- [RECORD EXTRACTS]
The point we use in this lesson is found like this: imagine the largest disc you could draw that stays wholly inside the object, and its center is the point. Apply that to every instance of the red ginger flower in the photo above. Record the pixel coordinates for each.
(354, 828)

---

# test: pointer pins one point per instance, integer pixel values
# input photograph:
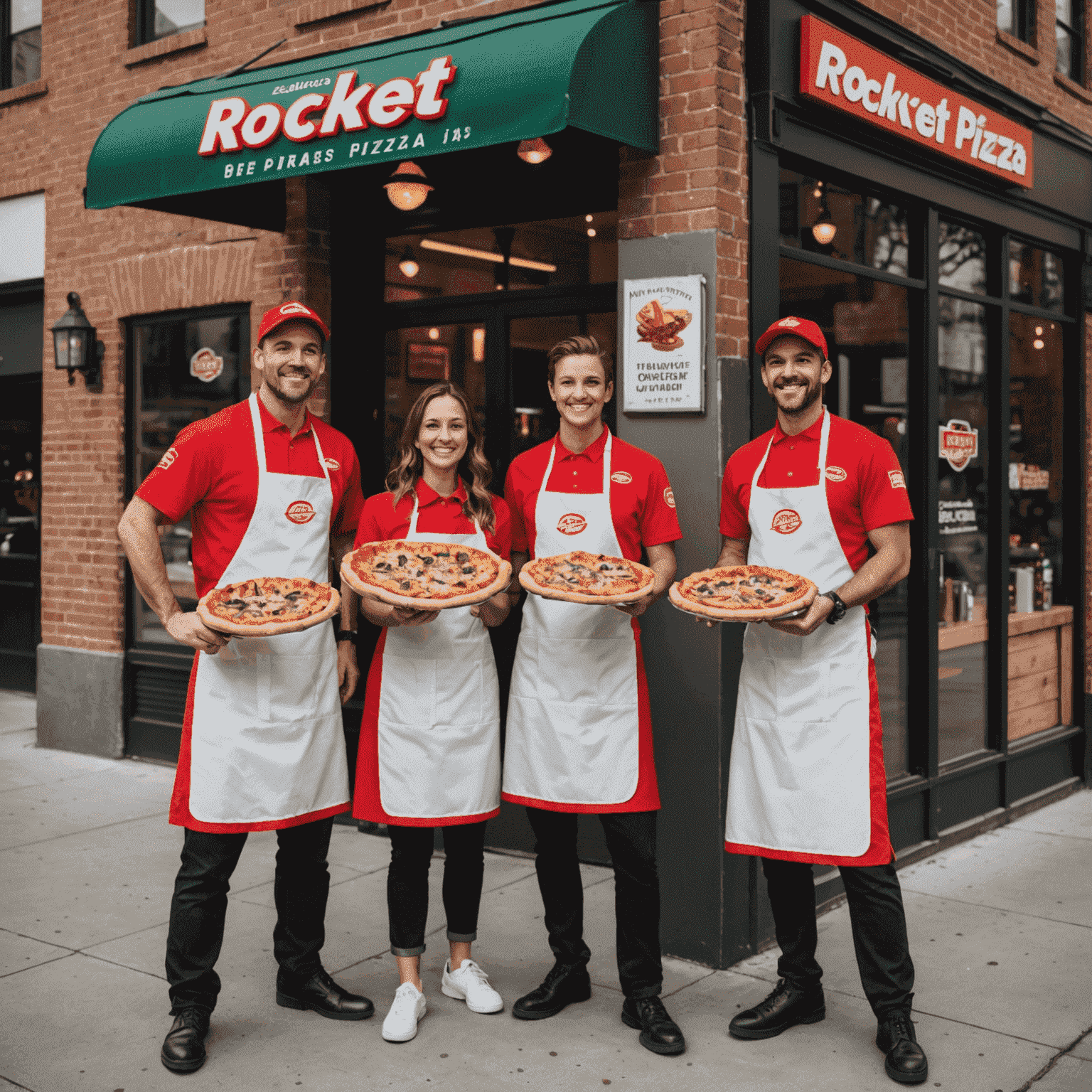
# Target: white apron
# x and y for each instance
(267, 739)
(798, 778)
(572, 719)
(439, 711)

--

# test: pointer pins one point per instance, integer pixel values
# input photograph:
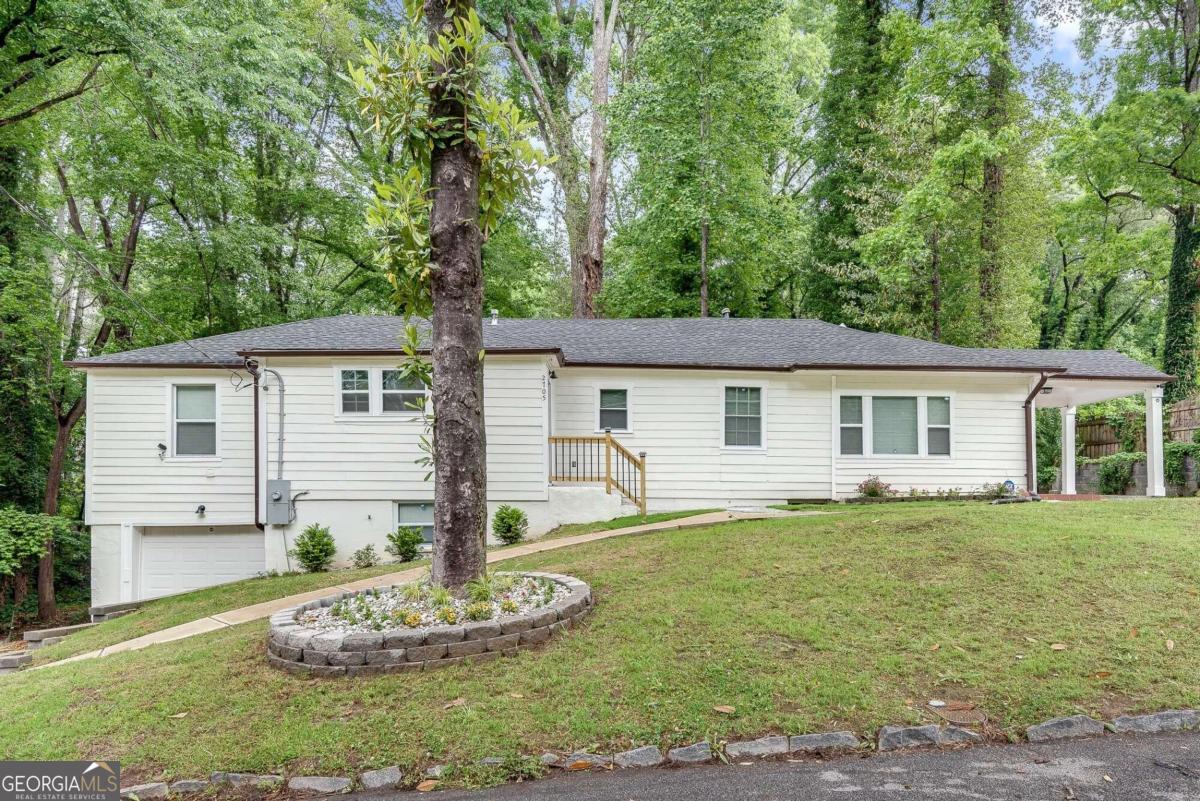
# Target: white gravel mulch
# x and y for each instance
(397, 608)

- [AIM]
Pull out every line in the items above that contains the word "white".

- [ANSWER TO THE PROBLEM]
# Target: white apron
# Target: white gravel mulch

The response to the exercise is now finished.